Puoi riscrivere l'elenco dalla riga che contiene "Practice. Pick out the bridge abutment" fino alla fine dell'elenco, entrambe le estremità comprese, sostituendo "guardrail" con "handrail" e lasciando tutto il resto invariato?
________________________________________
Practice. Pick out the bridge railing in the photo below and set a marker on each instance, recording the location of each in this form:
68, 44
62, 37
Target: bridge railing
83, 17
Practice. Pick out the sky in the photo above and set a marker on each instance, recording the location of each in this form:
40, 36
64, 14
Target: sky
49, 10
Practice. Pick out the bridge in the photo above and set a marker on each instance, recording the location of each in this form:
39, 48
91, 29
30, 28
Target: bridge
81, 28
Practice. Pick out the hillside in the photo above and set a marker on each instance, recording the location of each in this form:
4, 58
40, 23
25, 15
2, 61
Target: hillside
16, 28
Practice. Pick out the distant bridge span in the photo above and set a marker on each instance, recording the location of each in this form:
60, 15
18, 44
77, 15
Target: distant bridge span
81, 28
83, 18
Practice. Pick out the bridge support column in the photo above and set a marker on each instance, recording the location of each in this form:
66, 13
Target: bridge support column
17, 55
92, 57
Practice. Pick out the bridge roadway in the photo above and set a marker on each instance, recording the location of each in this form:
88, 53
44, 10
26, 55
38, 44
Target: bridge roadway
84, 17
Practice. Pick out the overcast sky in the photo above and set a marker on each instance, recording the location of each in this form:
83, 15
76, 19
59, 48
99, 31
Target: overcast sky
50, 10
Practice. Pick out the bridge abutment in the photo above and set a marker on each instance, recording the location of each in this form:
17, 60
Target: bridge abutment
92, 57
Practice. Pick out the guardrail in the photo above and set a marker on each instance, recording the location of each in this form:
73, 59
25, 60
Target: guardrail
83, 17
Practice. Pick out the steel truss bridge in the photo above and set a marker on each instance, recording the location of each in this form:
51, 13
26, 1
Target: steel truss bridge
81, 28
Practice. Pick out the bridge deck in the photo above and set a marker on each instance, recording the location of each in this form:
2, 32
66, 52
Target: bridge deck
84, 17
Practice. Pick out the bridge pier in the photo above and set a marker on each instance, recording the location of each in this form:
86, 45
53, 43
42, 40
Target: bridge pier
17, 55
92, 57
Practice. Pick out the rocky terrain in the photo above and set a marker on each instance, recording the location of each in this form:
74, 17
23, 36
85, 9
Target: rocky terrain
________________________________________
> [Risposta finale]:
Practice. Pick out the bridge abutment in the photo above and set a marker on each instance, recording the location of each in this form:
17, 60
Target: bridge abutment
92, 57
Practice. Pick out the handrail in the photo above and set a marker on each instance, recording the location of each in this form:
73, 59
25, 60
Target: handrail
83, 17
Practice. Pick out the steel truss bridge in the photo above and set a marker on each instance, recording the location of each in this form:
51, 13
26, 1
Target: steel truss bridge
81, 28
Practice. Pick out the bridge deck in the photo above and set a marker on each instance, recording the location of each in this form:
2, 32
66, 52
Target: bridge deck
84, 17
Practice. Pick out the bridge pier in the photo above and set a marker on each instance, recording the location of each in this form:
86, 45
53, 43
42, 40
Target: bridge pier
17, 55
92, 57
Practice. Pick out the rocky terrain in the photo above and set a marker on each instance, recording the location of each in this form:
74, 17
23, 36
85, 9
Target: rocky terrain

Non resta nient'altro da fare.